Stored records
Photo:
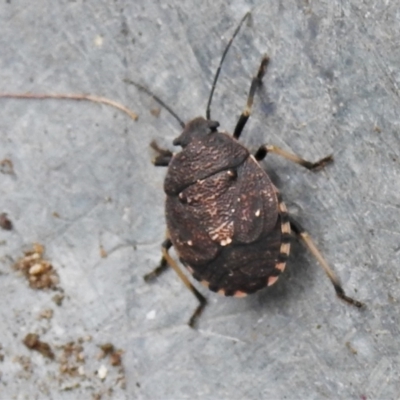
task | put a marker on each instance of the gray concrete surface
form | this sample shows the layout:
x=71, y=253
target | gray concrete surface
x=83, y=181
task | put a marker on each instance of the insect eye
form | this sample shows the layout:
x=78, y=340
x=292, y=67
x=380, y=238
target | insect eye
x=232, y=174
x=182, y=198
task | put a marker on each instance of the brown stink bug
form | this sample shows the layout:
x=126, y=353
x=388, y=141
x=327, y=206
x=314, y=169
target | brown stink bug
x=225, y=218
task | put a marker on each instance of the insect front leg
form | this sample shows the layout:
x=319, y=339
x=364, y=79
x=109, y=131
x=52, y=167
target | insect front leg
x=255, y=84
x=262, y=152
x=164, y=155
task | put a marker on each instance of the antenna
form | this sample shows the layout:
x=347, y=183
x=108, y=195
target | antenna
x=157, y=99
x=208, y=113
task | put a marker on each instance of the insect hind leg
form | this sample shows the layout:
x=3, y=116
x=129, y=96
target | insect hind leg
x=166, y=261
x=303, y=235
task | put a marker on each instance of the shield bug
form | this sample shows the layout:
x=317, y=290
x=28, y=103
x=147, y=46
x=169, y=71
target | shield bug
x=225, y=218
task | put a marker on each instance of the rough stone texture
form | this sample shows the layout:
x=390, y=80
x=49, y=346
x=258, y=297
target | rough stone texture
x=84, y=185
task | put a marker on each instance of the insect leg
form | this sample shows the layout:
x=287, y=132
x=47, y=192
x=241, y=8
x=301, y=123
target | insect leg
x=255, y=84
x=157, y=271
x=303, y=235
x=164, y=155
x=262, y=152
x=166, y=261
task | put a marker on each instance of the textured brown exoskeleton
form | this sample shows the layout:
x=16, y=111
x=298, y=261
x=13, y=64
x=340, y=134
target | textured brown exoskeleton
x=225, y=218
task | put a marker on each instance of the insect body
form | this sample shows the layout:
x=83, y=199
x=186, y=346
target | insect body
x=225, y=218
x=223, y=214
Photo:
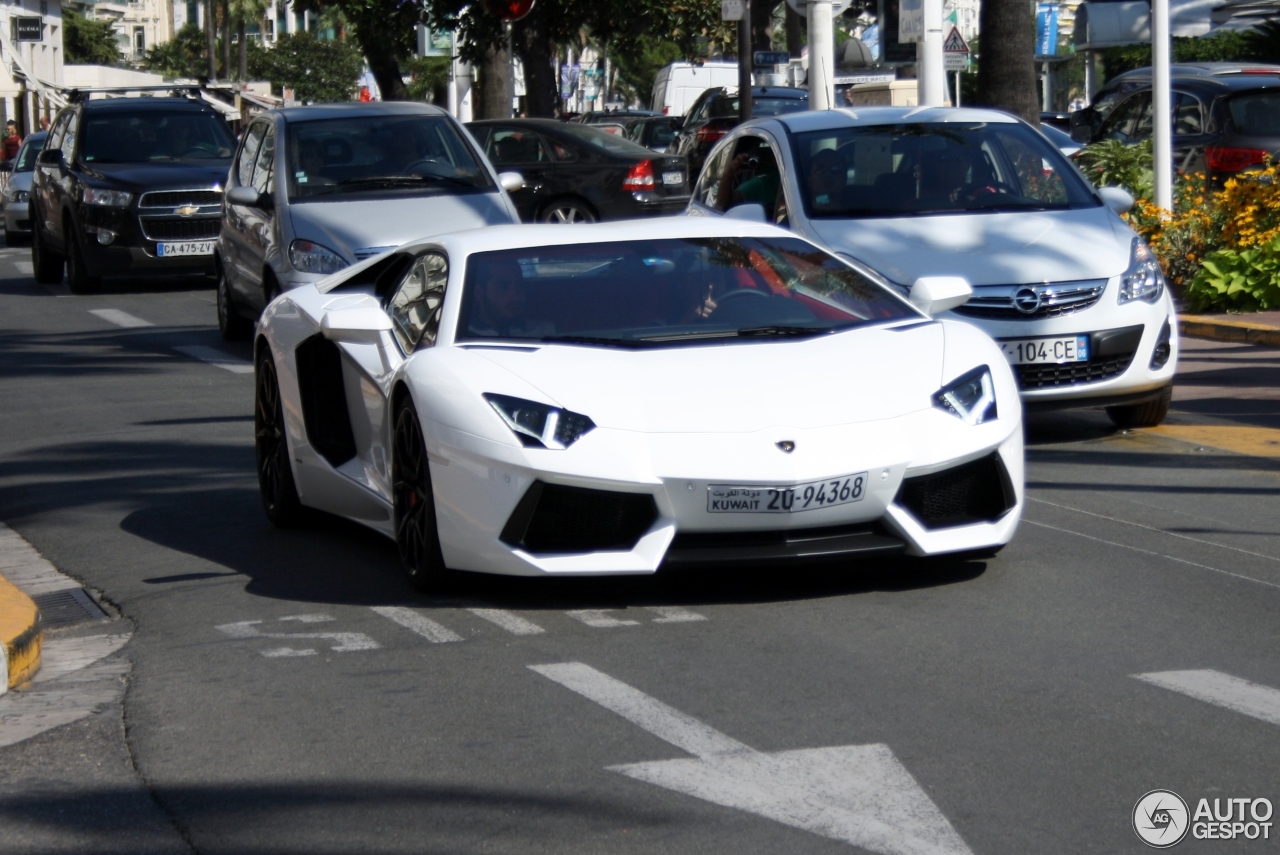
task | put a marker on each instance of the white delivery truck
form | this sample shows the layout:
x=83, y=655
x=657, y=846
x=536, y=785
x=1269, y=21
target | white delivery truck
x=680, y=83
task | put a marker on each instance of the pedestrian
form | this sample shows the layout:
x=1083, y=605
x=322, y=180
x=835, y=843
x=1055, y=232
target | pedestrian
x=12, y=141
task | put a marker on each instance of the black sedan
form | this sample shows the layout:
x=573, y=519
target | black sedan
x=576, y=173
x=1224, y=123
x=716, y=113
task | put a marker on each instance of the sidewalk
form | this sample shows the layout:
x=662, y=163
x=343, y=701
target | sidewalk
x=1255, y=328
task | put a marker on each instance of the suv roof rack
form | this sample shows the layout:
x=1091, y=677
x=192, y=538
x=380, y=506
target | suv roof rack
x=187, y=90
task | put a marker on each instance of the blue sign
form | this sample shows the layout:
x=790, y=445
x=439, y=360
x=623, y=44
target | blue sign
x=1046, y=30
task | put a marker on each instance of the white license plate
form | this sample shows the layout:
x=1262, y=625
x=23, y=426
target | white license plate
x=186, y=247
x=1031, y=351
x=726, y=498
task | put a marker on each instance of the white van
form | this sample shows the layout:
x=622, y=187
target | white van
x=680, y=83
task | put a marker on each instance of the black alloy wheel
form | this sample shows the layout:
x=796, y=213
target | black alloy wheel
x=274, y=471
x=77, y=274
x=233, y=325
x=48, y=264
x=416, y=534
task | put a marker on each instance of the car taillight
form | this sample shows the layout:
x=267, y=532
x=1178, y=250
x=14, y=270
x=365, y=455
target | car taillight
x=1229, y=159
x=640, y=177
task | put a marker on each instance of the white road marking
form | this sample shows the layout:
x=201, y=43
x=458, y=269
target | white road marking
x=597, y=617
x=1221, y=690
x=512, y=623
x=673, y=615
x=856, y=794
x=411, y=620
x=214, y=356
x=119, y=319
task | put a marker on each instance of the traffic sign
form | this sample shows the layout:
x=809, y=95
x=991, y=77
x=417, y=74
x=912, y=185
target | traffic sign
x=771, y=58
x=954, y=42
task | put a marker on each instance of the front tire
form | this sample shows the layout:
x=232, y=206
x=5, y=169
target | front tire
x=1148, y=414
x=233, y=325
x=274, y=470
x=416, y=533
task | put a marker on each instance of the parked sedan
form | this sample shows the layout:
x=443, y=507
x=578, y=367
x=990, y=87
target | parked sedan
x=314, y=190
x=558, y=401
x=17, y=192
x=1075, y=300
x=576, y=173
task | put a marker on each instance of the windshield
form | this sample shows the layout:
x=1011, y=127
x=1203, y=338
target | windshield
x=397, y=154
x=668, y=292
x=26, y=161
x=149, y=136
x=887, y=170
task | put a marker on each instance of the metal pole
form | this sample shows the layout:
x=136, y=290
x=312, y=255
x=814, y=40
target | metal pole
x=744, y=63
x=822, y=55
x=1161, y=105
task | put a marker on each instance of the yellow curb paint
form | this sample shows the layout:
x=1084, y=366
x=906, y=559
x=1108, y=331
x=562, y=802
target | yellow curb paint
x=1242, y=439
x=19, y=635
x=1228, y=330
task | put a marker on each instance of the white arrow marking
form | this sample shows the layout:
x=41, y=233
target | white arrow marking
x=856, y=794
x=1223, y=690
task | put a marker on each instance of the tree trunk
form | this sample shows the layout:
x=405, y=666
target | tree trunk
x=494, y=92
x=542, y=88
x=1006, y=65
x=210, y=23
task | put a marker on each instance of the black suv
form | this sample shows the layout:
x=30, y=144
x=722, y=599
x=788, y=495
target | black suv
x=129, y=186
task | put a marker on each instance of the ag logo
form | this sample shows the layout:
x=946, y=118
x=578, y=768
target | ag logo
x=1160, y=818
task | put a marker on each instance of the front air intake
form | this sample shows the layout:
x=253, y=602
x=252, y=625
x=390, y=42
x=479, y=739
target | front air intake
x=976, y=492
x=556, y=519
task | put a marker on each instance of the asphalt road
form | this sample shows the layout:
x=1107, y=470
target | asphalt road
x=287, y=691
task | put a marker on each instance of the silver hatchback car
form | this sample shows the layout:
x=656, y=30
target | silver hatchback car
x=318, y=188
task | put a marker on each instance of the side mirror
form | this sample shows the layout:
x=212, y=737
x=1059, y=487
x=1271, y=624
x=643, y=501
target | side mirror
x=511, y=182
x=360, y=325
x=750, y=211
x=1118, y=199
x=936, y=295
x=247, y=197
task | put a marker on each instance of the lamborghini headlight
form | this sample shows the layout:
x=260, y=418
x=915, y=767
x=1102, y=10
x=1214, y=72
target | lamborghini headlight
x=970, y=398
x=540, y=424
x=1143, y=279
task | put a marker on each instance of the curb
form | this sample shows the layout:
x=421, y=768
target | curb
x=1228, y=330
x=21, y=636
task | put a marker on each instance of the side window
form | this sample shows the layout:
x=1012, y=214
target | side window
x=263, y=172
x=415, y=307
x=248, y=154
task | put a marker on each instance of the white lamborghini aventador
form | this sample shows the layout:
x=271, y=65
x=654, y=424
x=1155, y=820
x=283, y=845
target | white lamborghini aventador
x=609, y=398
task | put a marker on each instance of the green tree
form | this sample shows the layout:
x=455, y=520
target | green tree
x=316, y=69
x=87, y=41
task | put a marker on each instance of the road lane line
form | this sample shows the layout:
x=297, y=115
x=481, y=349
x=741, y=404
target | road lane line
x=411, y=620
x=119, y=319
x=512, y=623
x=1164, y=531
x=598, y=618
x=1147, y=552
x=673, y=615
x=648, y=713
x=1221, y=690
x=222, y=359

### [Short task]
Reproduce every line of the entries above word for word, omitting the pictures.

### [Exercise response]
Photo:
task | put a marker on each instance of the gray concrete surface
form | this sample shows the layout:
x=71, y=253
target | gray concrete surface
x=83, y=181
task | put a marker on each instance of the insect eye
form | this sample shows the layout:
x=78, y=340
x=292, y=67
x=380, y=238
target | insect eye
x=232, y=174
x=182, y=198
task | put a marker on each instance of the brown stink bug
form | this sample shows the layout:
x=126, y=353
x=388, y=141
x=327, y=206
x=314, y=169
target | brown stink bug
x=225, y=218
task | put a marker on each instance of the insect front leg
form | this sample shows the layout:
x=319, y=339
x=364, y=79
x=109, y=131
x=52, y=167
target | insect front leg
x=255, y=84
x=262, y=152
x=164, y=155
task | put a marker on each instance of the antenna
form | this sample shows the layout:
x=347, y=183
x=108, y=195
target | antenna
x=157, y=99
x=208, y=113
task | put a marker on each instance of the insect hind leg
form | this sample shows the layout:
x=3, y=116
x=129, y=96
target | insect hind leg
x=166, y=261
x=303, y=235
task | put a marker on each instance of the shield bug
form | this sample shows the layout:
x=317, y=290
x=28, y=103
x=147, y=46
x=169, y=71
target | shield bug
x=225, y=218
task | put a marker on each instance of the rough stone texture
form | this sample shows the layout:
x=390, y=80
x=49, y=346
x=258, y=297
target | rough stone texture
x=84, y=185
task | put a marker on each instance of the insect leg
form | this sample shows the layout:
x=287, y=132
x=47, y=192
x=241, y=8
x=301, y=123
target | insect leg
x=255, y=84
x=157, y=271
x=303, y=235
x=164, y=155
x=262, y=152
x=166, y=261
task | put a marker on each instance of the textured brown exoskeleton
form | this sample shows the layout:
x=16, y=111
x=298, y=261
x=13, y=64
x=340, y=134
target | textured brown exoskeleton
x=225, y=218
task | put a marker on each instance of the insect body
form | this sample shows the layout:
x=83, y=199
x=186, y=346
target | insect body
x=225, y=218
x=223, y=214
Photo:
task | put a marker on each instance of the white delivery truck
form | this sample shows the layout:
x=83, y=655
x=657, y=846
x=536, y=785
x=1269, y=21
target | white delivery truck
x=680, y=83
task | put a marker on each instance of the pedestrian
form | this sample shows the layout:
x=1083, y=605
x=322, y=180
x=835, y=843
x=1055, y=232
target | pedestrian
x=12, y=141
task | put a marker on each instance of the black sedan
form | this sample shows the layout:
x=573, y=519
target | black sedan
x=576, y=173
x=1224, y=123
x=716, y=113
task | put a marker on each instance of the sidewalk
form | this sample shows the layout:
x=662, y=163
x=343, y=701
target | sidewalk
x=1255, y=328
task | put a marker on each instance of the suv roof rack
form | this sample shows the layout:
x=1091, y=677
x=192, y=538
x=380, y=506
target | suv roof rack
x=187, y=90
task | put a marker on each instance of the blue sign
form | this sample shows the layout:
x=790, y=445
x=439, y=360
x=623, y=44
target | blue sign
x=1046, y=30
task | put a marker on each instance of the white license plate
form | this sample shows the layout:
x=1262, y=625
x=23, y=426
target | white license plate
x=186, y=247
x=1031, y=351
x=726, y=498
task | put a marker on each instance of the white van
form | this sample shows the layout:
x=622, y=187
target | white van
x=680, y=83
task | put a marker on each instance of the black alloy wheel
form | this sample shows the layout:
x=796, y=213
target | black alloy wheel
x=274, y=471
x=77, y=274
x=233, y=325
x=48, y=264
x=416, y=534
task | put a marker on each instance of the car taillight
form | this sample shows the layout:
x=267, y=532
x=1178, y=250
x=14, y=270
x=365, y=455
target | car taillight
x=1229, y=159
x=640, y=177
task | put a marker on each instance of the white road marking
form | this sample shows the layout:
x=201, y=43
x=458, y=269
target | white road marking
x=597, y=617
x=1221, y=690
x=512, y=623
x=673, y=615
x=856, y=794
x=411, y=620
x=214, y=356
x=119, y=319
task | put a marker on each instance of the traffic sign
form | this sample shows the layout:
x=809, y=95
x=991, y=77
x=417, y=74
x=912, y=185
target | traffic sign
x=771, y=58
x=954, y=42
task | put a marker on each instance of the front tire
form | this sample shows the layout:
x=232, y=206
x=5, y=169
target | front tire
x=1148, y=414
x=233, y=325
x=274, y=470
x=416, y=533
task | put a marker on each instance of the parked sedan
form | this sample shows the layout:
x=443, y=507
x=578, y=367
x=990, y=87
target | parked sedan
x=314, y=190
x=558, y=401
x=17, y=192
x=1075, y=300
x=576, y=173
task | put a marker on each instance of the windshield
form | this sample shows the layout:
x=1011, y=127
x=1203, y=338
target | windshield
x=397, y=154
x=668, y=292
x=26, y=161
x=149, y=136
x=887, y=170
task | put a marker on each instance of the metal pole
form | this sample shows the layout:
x=136, y=290
x=312, y=255
x=814, y=40
target | metal pole
x=744, y=63
x=822, y=55
x=1161, y=105
task | put a marker on each instance of the yellow curb paint
form | this sample shows the layout:
x=1084, y=366
x=906, y=559
x=1108, y=331
x=562, y=802
target | yellow curb paint
x=1242, y=439
x=19, y=635
x=1228, y=330
task | put a marker on each instance of the white arrow marking
form | this sample shows the layout:
x=41, y=233
target | white arrow marking
x=856, y=794
x=1223, y=690
task | put a marker on each instance of the tree trunk
form | this sample shows the layout:
x=405, y=666
target | tree trunk
x=494, y=92
x=542, y=88
x=1006, y=65
x=210, y=23
task | put a marker on each instance of the black suv
form | this sample shows the layout:
x=30, y=144
x=722, y=599
x=788, y=495
target | black suv
x=129, y=186
task | put a marker on each instance of the ag logo
form | this sample shows the layout:
x=946, y=118
x=578, y=768
target | ag logo
x=1160, y=818
task | put a marker on each instance of the front air intake
form | this sample shows the layout:
x=253, y=602
x=252, y=625
x=390, y=42
x=479, y=739
target | front air intake
x=976, y=492
x=556, y=519
task | put a marker on each instance of the asphalt road
form | this sample shows the layout:
x=1107, y=470
target | asphalt road
x=287, y=691
task | put a marker on each instance of the silver hatchback car
form | this sample shows the layout:
x=656, y=30
target | silver hatchback car
x=318, y=188
task | put a marker on each instance of the side mirror
form | this sample shows the layout:
x=212, y=737
x=1059, y=487
x=1271, y=624
x=643, y=501
target | side mirror
x=511, y=182
x=360, y=325
x=750, y=211
x=1118, y=199
x=936, y=295
x=247, y=197
task | put a marker on each instance of the lamborghini headlight
form | this sample shows the layout:
x=260, y=418
x=915, y=767
x=1102, y=10
x=1214, y=72
target | lamborghini headlight
x=970, y=398
x=540, y=424
x=1143, y=279
task | put a marker on each instance of the curb
form | this sample shows the layout:
x=421, y=768
target | curb
x=1228, y=330
x=21, y=636
task | put a marker on each instance of the side window
form | this sample shows the layout:
x=1012, y=214
target | side window
x=263, y=172
x=415, y=307
x=248, y=154
task | put a marker on each instance of the white lamborghini aventador
form | this sample shows the layout:
x=271, y=65
x=654, y=424
x=1155, y=820
x=283, y=845
target | white lamborghini aventador
x=609, y=398
task | put a marker on each instance of the green tree
form | this sample shows the layout:
x=455, y=520
target | green tree
x=316, y=69
x=87, y=41
task | put a marker on each instance of the road lane line
form | this sample shows the layout:
x=297, y=115
x=481, y=349
x=741, y=404
target | road lane line
x=411, y=620
x=119, y=319
x=512, y=623
x=1164, y=531
x=598, y=618
x=1147, y=552
x=673, y=615
x=648, y=713
x=1221, y=690
x=222, y=359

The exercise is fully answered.